(Point annotation dataset records)
================
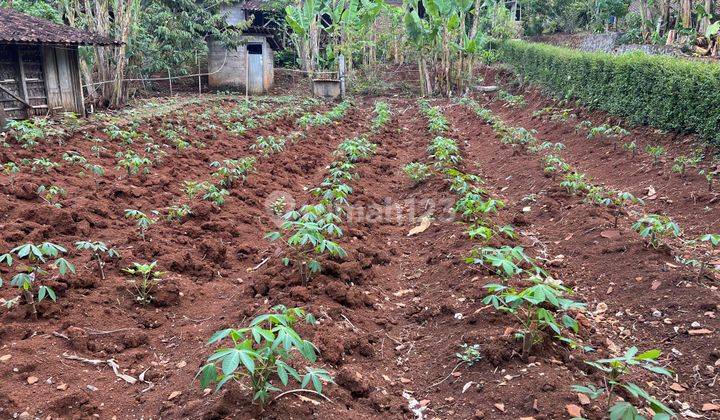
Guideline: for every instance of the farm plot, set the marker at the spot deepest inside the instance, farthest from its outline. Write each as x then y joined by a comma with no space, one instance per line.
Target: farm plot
461,259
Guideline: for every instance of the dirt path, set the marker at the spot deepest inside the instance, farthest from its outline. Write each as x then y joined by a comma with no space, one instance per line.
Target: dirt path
392,316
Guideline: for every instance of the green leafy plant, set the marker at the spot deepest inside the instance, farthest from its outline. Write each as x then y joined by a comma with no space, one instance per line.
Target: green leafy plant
437,123
38,265
712,240
469,354
263,352
98,249
176,213
146,282
614,371
308,234
505,261
382,115
355,149
417,172
575,183
656,152
133,163
536,307
445,152
143,221
268,145
231,170
515,101
216,195
44,164
28,132
654,227
52,194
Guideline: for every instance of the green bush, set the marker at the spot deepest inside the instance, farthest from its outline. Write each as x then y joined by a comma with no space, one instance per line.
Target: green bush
664,92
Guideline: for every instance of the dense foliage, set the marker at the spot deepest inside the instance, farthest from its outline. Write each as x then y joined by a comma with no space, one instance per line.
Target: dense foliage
664,92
================
Written exercise
Find the line with "Guideline: for every instance of the dirt" in the listing above, then write out that line and each remaining line exactly, with no other text.

Exercise solution
Guideline: for every instance of the dirt path, set the marker at the spot deepest inside the instance, farthest from its outline. Write each as x then y joined by a comma with no space, one instance per line.
Target: dirt path
392,316
Guideline: for every instance of the green leafy plant, set the marker at the spot deepest inside the instance, farthest from its outline. Write each as x then y joined by a comma with no space, one instance per line.
Target: green leafy plant
437,123
38,265
712,240
469,354
263,352
98,249
176,213
146,282
614,371
308,234
505,261
382,115
355,149
417,172
575,183
656,152
133,163
536,307
445,152
143,221
268,145
231,170
515,101
216,195
44,164
28,132
654,227
52,194
Guideline: for every instance of the green bush, set the marker at the spot deepest inside the instance, farthest from its outline. Write each as x then y joined by a comma with no space, one instance per line.
Target: green bush
664,92
Guideline: for every instance of the dense foliage, set the marker at the spot deepest inside the instance, farthest from its outline. Write each as x then y joined by a comma with no space, one instance per line.
Target: dense foliage
664,92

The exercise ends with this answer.